Records excerpted from a collection
◇ ◇ ◇

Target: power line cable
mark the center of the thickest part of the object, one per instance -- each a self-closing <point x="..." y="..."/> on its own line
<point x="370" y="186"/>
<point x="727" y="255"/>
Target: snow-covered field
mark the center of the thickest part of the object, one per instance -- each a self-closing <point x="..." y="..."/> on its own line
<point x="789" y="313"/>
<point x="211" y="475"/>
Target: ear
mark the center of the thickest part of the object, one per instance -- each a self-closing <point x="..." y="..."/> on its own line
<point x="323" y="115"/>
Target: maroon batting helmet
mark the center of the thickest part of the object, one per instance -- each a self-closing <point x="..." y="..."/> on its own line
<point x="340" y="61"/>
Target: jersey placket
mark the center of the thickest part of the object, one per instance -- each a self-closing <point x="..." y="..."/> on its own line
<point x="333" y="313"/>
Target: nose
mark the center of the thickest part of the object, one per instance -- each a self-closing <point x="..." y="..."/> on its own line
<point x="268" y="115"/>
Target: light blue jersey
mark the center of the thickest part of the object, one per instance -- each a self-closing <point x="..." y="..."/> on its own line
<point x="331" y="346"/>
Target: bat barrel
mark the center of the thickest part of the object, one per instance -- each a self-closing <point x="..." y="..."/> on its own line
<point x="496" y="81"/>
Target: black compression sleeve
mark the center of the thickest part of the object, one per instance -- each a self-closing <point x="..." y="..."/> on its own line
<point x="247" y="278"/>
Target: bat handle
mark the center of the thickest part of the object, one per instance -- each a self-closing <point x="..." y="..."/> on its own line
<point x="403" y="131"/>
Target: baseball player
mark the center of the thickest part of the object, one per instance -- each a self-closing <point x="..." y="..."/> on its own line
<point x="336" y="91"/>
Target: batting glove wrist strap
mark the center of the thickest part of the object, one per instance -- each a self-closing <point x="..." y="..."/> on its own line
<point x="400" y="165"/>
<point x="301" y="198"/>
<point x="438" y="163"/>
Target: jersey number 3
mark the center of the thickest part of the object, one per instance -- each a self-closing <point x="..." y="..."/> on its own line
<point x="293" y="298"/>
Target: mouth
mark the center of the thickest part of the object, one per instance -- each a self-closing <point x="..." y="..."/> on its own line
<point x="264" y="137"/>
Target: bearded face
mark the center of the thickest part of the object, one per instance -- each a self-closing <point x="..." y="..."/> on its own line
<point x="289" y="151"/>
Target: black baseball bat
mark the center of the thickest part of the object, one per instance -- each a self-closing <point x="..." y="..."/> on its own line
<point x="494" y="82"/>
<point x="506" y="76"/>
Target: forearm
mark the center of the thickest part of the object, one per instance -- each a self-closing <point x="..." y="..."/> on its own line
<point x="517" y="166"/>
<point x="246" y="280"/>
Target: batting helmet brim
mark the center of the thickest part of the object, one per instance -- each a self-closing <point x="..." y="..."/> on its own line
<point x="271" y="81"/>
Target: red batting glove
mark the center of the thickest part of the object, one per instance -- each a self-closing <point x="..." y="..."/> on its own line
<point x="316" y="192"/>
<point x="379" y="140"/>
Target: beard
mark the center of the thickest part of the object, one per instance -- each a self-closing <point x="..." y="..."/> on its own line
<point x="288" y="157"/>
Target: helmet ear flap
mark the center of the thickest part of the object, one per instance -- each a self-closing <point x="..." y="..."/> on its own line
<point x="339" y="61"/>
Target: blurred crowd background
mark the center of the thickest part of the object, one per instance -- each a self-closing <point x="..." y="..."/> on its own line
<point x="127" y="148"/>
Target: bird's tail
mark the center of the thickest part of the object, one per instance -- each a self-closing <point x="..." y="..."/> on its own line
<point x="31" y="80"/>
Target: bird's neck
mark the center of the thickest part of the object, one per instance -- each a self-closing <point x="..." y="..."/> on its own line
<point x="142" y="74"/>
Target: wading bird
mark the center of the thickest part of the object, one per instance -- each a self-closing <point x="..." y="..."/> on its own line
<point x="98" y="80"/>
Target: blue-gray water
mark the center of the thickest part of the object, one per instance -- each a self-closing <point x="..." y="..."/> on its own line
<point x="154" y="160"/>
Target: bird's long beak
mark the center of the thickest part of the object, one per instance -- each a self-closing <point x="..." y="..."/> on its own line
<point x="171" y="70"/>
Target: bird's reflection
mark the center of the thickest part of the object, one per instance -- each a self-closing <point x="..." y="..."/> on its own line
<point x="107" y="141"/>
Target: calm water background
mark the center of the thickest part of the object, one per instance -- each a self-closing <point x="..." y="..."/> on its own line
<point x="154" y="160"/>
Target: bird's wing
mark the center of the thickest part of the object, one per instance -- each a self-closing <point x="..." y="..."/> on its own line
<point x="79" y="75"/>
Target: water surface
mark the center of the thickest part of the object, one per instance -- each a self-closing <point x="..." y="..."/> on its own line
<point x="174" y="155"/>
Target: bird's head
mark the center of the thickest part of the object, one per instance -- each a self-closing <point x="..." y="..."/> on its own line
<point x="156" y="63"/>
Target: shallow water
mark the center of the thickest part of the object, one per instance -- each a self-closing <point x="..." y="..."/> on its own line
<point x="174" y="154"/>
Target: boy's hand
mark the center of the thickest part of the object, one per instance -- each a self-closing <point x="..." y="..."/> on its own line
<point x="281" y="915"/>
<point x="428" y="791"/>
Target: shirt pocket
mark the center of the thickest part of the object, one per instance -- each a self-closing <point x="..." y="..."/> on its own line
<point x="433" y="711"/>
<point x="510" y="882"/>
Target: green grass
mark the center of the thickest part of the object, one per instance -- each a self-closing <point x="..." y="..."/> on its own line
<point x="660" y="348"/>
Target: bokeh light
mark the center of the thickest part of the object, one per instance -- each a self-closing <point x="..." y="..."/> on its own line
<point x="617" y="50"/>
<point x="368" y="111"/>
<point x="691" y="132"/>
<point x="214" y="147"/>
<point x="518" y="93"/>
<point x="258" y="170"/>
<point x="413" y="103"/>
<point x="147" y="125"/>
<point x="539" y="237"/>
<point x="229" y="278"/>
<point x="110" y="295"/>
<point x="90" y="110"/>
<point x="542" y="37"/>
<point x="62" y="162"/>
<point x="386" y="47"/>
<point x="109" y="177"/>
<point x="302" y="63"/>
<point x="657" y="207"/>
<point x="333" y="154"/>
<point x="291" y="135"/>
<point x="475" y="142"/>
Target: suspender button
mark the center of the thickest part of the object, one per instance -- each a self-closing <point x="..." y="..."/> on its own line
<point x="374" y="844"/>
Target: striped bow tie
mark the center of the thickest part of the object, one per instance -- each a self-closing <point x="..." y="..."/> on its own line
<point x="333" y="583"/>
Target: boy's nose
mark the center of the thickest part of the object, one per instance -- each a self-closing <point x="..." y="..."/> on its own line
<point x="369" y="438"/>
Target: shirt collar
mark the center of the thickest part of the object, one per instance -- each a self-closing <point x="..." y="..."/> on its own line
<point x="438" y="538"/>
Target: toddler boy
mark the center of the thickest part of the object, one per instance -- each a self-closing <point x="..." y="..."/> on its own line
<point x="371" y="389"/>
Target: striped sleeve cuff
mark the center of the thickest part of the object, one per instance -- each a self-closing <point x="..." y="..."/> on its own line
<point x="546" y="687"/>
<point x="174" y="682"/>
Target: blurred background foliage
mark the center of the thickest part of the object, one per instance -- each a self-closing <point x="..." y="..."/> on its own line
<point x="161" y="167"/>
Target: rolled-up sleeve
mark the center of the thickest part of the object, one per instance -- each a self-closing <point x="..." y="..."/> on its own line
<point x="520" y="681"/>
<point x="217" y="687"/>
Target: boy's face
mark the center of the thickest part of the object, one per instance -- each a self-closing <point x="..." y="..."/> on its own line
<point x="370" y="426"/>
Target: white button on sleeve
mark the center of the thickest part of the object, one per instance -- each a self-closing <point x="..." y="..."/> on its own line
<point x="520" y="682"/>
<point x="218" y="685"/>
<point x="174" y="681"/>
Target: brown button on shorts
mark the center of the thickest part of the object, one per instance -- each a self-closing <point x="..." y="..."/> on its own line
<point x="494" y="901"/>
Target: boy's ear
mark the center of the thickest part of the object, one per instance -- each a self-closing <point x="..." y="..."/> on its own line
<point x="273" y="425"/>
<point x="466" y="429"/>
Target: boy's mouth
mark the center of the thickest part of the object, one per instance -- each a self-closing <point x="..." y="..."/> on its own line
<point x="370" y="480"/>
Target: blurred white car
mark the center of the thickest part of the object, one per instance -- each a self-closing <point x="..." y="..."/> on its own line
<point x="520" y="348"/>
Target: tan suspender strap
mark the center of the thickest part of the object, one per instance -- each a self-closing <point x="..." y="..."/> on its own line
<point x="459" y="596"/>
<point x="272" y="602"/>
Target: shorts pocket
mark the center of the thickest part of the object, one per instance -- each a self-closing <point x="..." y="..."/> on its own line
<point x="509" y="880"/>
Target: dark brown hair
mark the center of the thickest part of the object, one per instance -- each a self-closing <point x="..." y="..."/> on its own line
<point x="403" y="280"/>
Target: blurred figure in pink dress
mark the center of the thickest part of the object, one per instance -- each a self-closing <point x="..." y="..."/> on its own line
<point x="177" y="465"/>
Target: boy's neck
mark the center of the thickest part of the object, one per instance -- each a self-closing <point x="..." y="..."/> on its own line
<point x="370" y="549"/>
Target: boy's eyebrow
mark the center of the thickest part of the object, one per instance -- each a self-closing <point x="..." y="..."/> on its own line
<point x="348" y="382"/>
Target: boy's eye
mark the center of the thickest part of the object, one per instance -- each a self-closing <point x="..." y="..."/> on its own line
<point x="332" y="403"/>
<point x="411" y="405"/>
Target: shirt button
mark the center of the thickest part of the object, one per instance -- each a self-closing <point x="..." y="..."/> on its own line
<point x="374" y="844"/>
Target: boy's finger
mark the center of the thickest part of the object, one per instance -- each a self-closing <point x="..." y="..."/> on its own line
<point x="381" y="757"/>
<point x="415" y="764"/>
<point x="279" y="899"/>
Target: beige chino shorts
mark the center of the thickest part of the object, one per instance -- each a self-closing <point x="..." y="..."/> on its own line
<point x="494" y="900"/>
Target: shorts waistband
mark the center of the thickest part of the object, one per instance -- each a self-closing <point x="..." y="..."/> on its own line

◇ ◇ ◇

Aim:
Reproduce only those lines of the entries above that run from the line with "Target: shirt button" to the final line.

Answer below:
Target: shirt button
mark the center of the thickest part of the object, one per instance -- each a self-closing <point x="..." y="..."/> on its own line
<point x="374" y="844"/>
Target: boy's finger
mark the center of the thickest part of the object, one per instance -- each a self-closing <point x="..." y="..."/> on its own line
<point x="381" y="757"/>
<point x="415" y="764"/>
<point x="279" y="899"/>
Target: beige chino shorts
mark the center of the thickest part of the object, one per instance -- each a self-closing <point x="..." y="..."/> on its own line
<point x="494" y="900"/>
Target: shorts waistband
mark the center of the thickest part of the object, one per instance -- each a self-closing <point x="..." y="..."/> on its own line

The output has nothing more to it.